EXTRAIT DU TEXTE:
Vu la procédure suivante :
Procédure contentieuse antérieure
Mme B... A... a demandé au tribunal administratif de Grenoble d'annuler la décision implicite par laquelle le département de l'Isère a rejeté sa demande tendant au versement de la prime annuelle du " conseil général " au titre des années 2018 à 2021 et d'enjoindre au président du conseil départemental de l'Isère de lui verser la somme de 5 992 euros nets au titre des primes annuelles du " conseil général " couvrant les années 2018 à 2021.
Par un jugement n° 2204154 du 6 février 2024, le tribunal administratif de Grenoble a rejeté sa demande.
Procédure devant la cour
Par une requête, enregistrée le 3 avril 2024, Mme A..., représentée par Me Messerly, demande à la cour :
1°) d'annuler ce jugement du tribunal administratif de Grenoble du 6 février 2024 ;
2°) d'annuler la décision implicite par laquelle le département de l'Isère a rejeté sa demande indemnitaire ;
3°) de condamner le département de l'Isère à lui verser la somme de 5 992 euros au titre des primes annuelles du " conseil général " pour les années 2018 à 2021 ;
4°) de mettre à la charge du département de l'Isère une somme de 2 000 euros en application de l'article L. 761-1 du code de justice administrative.

DONNÉES BRUTES:
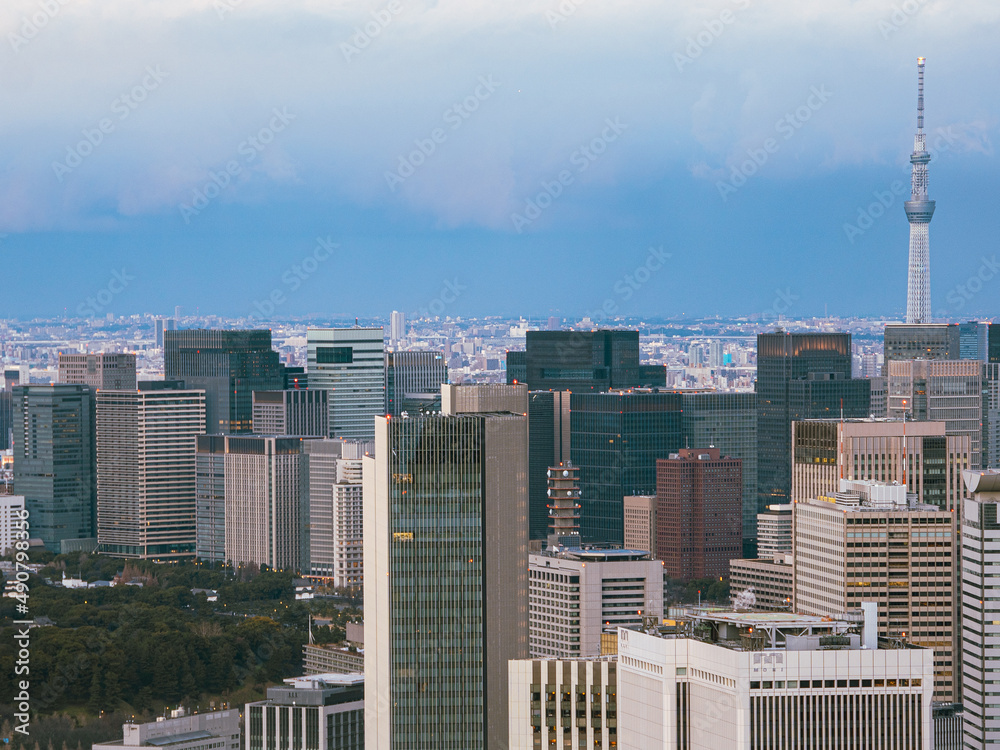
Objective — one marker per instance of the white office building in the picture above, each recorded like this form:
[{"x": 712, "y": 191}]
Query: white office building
[
  {"x": 574, "y": 594},
  {"x": 981, "y": 610},
  {"x": 771, "y": 681}
]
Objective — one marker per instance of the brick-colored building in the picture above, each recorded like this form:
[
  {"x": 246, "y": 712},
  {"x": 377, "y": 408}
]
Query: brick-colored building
[{"x": 698, "y": 512}]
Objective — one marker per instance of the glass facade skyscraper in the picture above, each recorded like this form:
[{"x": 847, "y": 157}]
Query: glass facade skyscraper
[
  {"x": 229, "y": 366},
  {"x": 799, "y": 376},
  {"x": 615, "y": 439},
  {"x": 350, "y": 364},
  {"x": 54, "y": 460},
  {"x": 445, "y": 542}
]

TRAVAIL DEMANDÉ:
A – Répondez brièvement aux questions suivantes à partir de l'extrait.
(i) Quel tribunal Mme B... A... a-t-elle saisi en premier lieu ?
(ii) À quelle date la requête devant la cour a-t-elle été enregistrée ?
(iii) Quelle somme est demandée en application de l'article L. 761-1 du code de justice administrative ?
B – Résumez en une phrase plus courte le paragraphe de l'extrait qui commence par "Mme B... A... a demandé au tribunal", en conservant ses faits principaux.
C – Recopiez fidèlement une partie de l'extrait : commencez aux mots "Vu la procédure" et arrêtez-vous après les mots "rejeté sa demande.".

RÉPONSES PAR TÂCHE:
A –
(i) Le tribunal administratif de Grenoble.
(ii) Le 3 avril 2024.
(iii) 2 000 euros.

B – Mme B... A... a demandé au tribunal administratif de Grenoble d'annuler le rejet implicite, par le département de l'Isère, de sa demande de prime annuelle du " conseil général " pour les années 2018 à 2021, et d'enjoindre au président du conseil départemental de lui verser 5 992 euros nets à ce titre.

C –
Vu la procédure suivante :
Procédure contentieuse antérieure
Mme B... A... a demandé au tribunal administratif de Grenoble d'annuler la décision implicite par laquelle le département de l'Isère a rejeté sa demande tendant au versement de la prime annuelle du " conseil général " au titre des années 2018 à 2021 et d'enjoindre au président du conseil départemental de l'Isère de lui verser la somme de 5 992 euros nets au titre des primes annuelles du " conseil général " couvrant les années 2018 à 2021.
Par un jugement n° 2204154 du 6 février 2024, le tribunal administratif de Grenoble a rejeté sa demande.